#### [Supplied records]
-.-.-

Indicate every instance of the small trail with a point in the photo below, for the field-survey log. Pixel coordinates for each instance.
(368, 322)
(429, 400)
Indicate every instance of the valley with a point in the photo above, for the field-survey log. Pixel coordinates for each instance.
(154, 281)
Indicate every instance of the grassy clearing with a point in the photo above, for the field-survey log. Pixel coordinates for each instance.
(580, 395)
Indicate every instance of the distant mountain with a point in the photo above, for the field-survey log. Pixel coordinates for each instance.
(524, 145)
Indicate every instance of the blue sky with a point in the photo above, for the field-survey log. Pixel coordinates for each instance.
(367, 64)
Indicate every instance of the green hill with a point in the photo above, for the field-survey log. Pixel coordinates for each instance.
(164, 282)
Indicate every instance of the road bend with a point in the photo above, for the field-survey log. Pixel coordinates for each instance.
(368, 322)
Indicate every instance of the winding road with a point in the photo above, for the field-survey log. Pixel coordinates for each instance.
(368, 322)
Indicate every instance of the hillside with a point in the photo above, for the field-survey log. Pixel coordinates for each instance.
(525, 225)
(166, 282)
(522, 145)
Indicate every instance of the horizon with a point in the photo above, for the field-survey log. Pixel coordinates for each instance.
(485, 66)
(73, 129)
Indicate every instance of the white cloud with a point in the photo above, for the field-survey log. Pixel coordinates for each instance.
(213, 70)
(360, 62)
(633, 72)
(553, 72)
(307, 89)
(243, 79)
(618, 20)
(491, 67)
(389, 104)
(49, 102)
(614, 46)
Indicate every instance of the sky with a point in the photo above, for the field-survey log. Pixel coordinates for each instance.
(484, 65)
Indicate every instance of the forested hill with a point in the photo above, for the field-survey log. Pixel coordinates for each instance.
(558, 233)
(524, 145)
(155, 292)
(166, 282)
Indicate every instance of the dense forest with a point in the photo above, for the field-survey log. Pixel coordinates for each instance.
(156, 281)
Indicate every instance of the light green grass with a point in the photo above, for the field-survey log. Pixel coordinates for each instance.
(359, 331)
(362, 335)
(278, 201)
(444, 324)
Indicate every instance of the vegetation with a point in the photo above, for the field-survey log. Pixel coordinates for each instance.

-.-.-

#### [Required action]
So that nothing is lost, please repeat all of the entries exactly.

#### [Reply to the task]
Indicate every instance of the small trail with a point in the photo below, for the field-survey log. Pixel coordinates for each instance.
(368, 322)
(429, 400)
Indicate every instance of the valley with a point in the photo above, for the field-survey log. Pixel coordinates for each instance.
(154, 281)
Indicate every instance of the grassy clearing with a point in the photo above, for the field-survey log. Pixel coordinates for each instance.
(580, 395)
Indicate every instance of the distant mountain with a point in the photo above, for the field-survey log. Pixel coordinates for each instance.
(524, 145)
Indicate every instance of the blue sky with a point in the photo above, for the field-survey log. Pixel coordinates for each instance.
(367, 64)
Indicate every instance of the green hill with a point in the photo above, for the field-survey log. Pixel coordinates for each instance.
(164, 282)
Indicate every instance of the road bend with a point in the photo above, for the field-survey log. Pixel coordinates for each instance.
(368, 322)
Indicate every instance of the winding road with a point in the photo above, for the field-survey log. Pixel coordinates for each instance.
(368, 322)
Indicate every instance of the hillside with a point in the photo above, for the field-survey log. Pixel coordinates for each instance.
(525, 225)
(166, 282)
(522, 145)
Indicate every instance of the horizon with a point in the photo above, for the field-survey log. Pixel coordinates for each instance.
(485, 66)
(73, 129)
Indicate every instance of the white cloud with a point in the photo above, for the field-survey log. Pixel coordinates for each instance.
(213, 70)
(360, 62)
(633, 72)
(553, 72)
(307, 89)
(243, 79)
(618, 20)
(491, 67)
(389, 104)
(49, 102)
(614, 46)
Indicate every instance of the sky with a point in the photo above, for the field-survey log. Pixel coordinates for each instance.
(484, 65)
Indicate every instance of the forested hill with a point in the photo above, for the field-survey log. Pixel coordinates for each instance.
(558, 233)
(524, 145)
(155, 292)
(166, 282)
Indicate every instance of the dense forest with a point in the photo above, for the field-survey log. Pixel coordinates for each instance.
(156, 281)
Indicate every instance of the light green grass with a point in the photo above, for the field-survey log. Pixel coordinates for each instance.
(359, 331)
(362, 335)
(278, 201)
(444, 324)
Indicate every instance of the vegetation with a point in the photo above, for the field-survey log. Pixel coordinates for each instance.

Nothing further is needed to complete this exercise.